[Input data — start]
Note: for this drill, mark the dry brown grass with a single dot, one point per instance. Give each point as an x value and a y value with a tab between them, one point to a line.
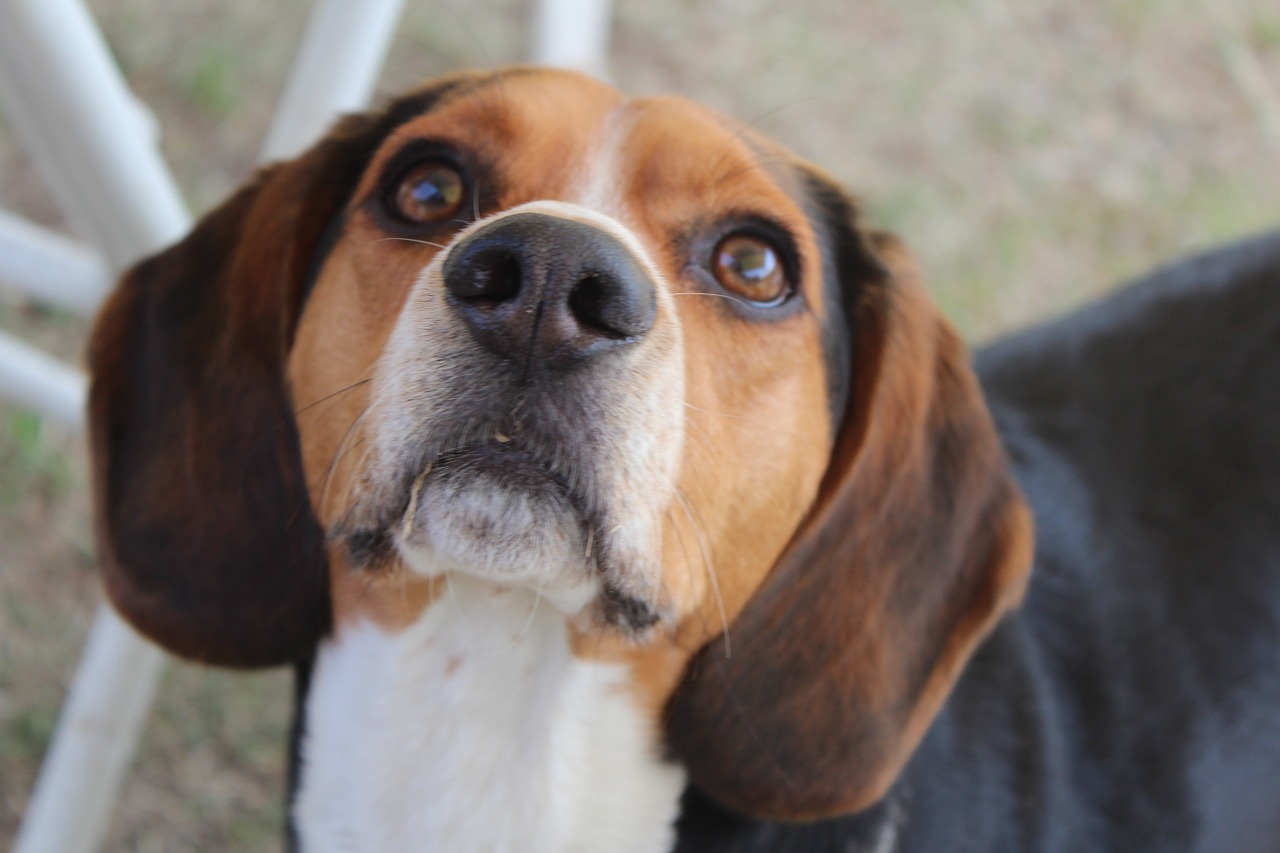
[Input data — finish]
[Input data — start]
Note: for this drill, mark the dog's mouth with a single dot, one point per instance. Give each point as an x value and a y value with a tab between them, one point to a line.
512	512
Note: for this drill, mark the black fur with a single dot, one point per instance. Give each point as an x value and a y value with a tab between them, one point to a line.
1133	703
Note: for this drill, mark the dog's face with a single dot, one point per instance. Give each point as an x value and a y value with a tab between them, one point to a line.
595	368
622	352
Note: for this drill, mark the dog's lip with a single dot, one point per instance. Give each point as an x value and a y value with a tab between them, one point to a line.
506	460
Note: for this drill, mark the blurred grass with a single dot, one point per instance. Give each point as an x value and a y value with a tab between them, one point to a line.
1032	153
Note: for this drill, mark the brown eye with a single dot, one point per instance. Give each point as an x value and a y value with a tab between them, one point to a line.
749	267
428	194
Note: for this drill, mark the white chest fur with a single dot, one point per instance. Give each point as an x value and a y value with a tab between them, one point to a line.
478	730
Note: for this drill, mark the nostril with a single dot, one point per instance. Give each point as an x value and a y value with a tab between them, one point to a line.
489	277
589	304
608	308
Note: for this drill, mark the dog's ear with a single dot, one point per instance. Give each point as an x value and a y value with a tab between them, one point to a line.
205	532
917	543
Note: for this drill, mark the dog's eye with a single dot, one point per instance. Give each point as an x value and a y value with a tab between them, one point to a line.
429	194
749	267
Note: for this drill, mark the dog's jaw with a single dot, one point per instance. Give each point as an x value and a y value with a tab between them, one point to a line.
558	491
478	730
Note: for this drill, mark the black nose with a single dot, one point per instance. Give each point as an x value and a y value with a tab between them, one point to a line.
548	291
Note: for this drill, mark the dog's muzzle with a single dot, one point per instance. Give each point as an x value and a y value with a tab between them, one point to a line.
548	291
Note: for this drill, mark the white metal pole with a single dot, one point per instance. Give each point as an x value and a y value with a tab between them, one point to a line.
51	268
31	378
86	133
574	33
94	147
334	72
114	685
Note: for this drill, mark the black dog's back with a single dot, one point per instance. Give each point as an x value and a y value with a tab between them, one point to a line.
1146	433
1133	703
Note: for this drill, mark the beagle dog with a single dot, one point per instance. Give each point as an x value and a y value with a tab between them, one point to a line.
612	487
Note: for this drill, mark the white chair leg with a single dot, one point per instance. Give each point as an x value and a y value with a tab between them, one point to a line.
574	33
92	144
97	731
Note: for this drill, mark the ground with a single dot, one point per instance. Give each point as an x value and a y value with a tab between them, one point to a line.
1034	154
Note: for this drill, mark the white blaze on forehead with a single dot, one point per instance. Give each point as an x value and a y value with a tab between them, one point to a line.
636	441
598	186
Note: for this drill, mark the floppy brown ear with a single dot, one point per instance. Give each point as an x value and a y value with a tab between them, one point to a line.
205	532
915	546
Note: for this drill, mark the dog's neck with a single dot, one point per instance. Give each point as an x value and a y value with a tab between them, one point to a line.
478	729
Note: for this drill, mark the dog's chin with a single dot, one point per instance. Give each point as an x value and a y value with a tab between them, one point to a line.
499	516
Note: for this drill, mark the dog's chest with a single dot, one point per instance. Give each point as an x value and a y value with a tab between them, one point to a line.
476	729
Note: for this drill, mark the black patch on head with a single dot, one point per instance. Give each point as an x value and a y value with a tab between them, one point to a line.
[Input data — finish]
[Input data — start]
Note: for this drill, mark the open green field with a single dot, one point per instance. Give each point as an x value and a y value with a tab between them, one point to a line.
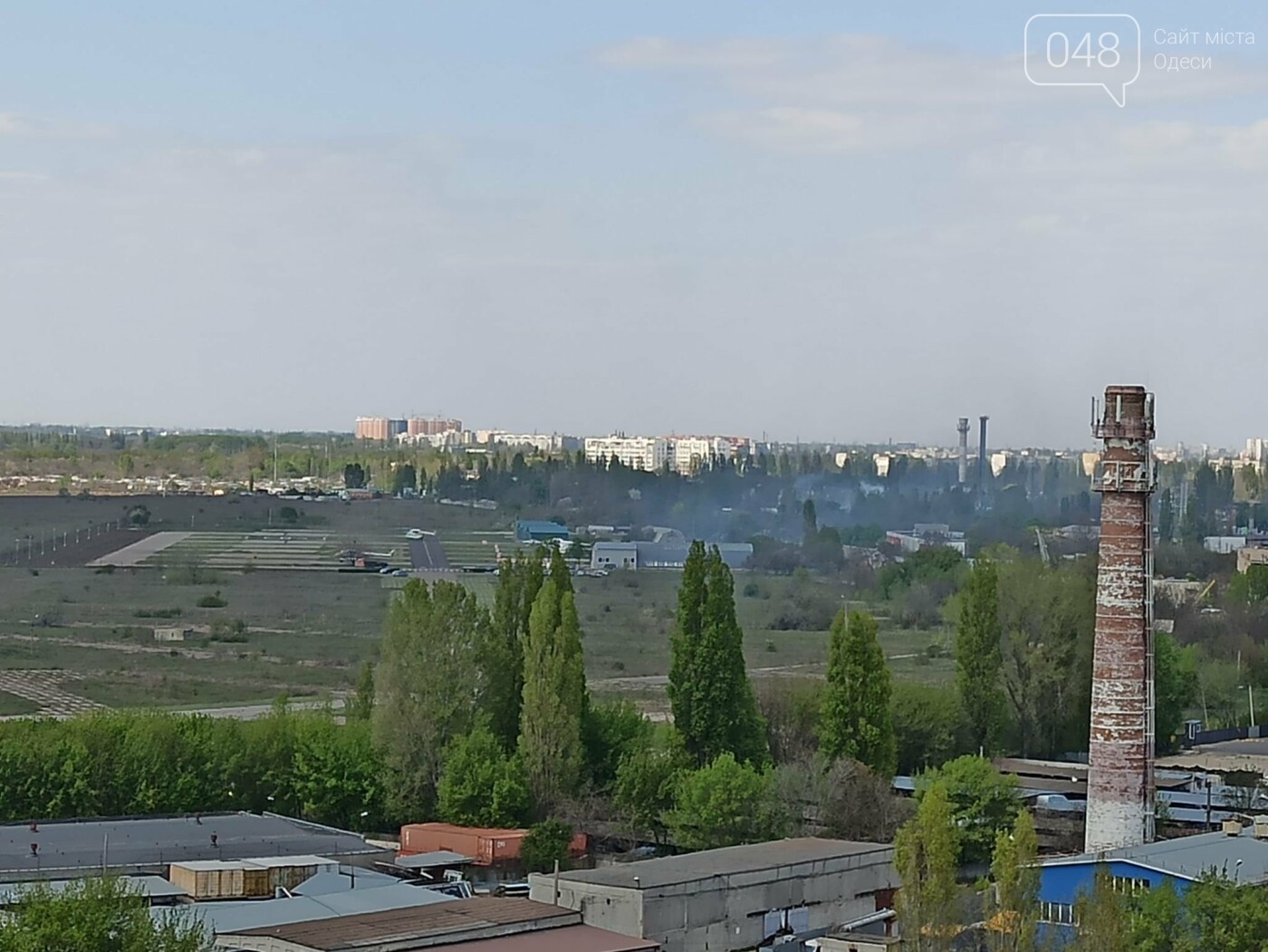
[Input data — finish]
**Your goal:** Copy verbatim, from the listing above, each line from the one containing "Note: for this drill, mark the ground" down to the one containing "Note: for this drill, mark the black patch", inclusive.

**Your solution:**
Note: for this drill, mark the ground with a single dot, one point per instance. Give each point as an x value and a y value with a tab between them, one point to a line.
1034	154
Note: for this drill, mark the white blaze on forehead with a single dot, one point per instance. Give each point as an x value and a y value with a tab between them, one point to a line.
636	441
598	186
Note: for this drill, mark the floppy brown ear with a single dot, one point per instance. Give each point as an x value and a y value with a tab between them, one point to a line.
205	532
915	546
Note: for this drill, mark the dog's neck with a single dot, one point per instance. Give each point as an x value and a y value with a tab between them, one point to a line.
478	729
Note: for this drill, mark the dog's chin with a single dot, one point per instance. Give each point as an x value and a y value with a tab between them, one point to a line.
499	516
Note: for this drill, mark the dog's chest with a single dot, one point per instance. Give each point as an x value and a y value with a tab between them, one point to a line.
476	729
Note: for this drill, mark the black patch on head with a single dot, one point per instance. Give each point as an x value and a y value with a tab between them, one point to a line.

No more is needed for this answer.